Locate each line below that includes "dark" and reproduce it.

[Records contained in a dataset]
-- -- --

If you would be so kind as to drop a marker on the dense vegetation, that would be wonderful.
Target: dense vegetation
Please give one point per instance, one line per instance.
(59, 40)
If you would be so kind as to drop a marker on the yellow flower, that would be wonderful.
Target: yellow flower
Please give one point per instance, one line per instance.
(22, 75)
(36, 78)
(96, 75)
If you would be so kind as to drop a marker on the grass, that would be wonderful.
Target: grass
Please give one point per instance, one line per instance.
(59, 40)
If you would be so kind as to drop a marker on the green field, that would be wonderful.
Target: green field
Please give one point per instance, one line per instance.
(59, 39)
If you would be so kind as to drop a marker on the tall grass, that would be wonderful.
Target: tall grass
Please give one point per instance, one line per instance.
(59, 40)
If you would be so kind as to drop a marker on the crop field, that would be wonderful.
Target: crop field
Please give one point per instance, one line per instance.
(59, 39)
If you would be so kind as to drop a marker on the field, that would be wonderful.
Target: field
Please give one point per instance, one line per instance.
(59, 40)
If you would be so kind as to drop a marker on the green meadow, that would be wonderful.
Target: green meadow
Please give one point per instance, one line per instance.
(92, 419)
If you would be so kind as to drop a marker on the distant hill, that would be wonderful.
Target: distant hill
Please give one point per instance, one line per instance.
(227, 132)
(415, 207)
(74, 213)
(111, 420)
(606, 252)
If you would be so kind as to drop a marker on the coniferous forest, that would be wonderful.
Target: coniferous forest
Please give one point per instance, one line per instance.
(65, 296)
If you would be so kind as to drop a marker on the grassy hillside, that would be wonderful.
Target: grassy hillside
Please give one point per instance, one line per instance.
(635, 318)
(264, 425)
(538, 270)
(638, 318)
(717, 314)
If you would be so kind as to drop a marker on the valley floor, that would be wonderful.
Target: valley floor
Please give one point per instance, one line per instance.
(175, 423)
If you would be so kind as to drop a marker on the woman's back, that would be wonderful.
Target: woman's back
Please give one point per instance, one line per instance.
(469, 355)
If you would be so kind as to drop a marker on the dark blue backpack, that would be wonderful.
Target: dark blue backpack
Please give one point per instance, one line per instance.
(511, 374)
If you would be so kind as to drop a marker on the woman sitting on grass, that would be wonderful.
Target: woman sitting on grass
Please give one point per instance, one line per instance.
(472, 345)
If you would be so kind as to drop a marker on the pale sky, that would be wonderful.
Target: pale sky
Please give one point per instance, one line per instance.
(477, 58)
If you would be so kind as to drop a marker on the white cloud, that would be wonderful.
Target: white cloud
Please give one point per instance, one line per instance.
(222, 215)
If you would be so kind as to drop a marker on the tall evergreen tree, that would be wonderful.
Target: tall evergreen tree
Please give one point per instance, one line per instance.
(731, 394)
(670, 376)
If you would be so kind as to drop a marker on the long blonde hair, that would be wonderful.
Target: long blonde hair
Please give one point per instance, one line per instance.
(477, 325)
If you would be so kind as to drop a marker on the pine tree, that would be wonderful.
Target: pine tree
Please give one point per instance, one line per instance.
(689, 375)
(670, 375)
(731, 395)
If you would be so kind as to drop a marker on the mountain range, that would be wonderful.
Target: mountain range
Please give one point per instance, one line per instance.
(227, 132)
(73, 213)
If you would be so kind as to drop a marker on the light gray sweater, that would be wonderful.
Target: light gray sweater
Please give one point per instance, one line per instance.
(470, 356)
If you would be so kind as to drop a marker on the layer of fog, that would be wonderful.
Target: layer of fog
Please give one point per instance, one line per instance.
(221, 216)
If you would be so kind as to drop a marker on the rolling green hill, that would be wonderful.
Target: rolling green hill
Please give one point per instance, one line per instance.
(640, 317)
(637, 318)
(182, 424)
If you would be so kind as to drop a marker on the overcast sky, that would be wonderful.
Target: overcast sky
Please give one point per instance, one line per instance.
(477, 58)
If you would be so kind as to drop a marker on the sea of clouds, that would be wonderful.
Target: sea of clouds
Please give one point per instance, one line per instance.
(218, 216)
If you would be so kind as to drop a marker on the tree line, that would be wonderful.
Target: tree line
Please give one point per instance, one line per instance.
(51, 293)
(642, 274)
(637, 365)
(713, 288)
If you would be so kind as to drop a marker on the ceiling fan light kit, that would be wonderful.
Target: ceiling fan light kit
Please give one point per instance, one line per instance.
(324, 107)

-- -- --

# Output of the exercise
If you would be so kind as to drop a marker on the dark blue backpack, that would be wonderful.
Target: dark blue backpack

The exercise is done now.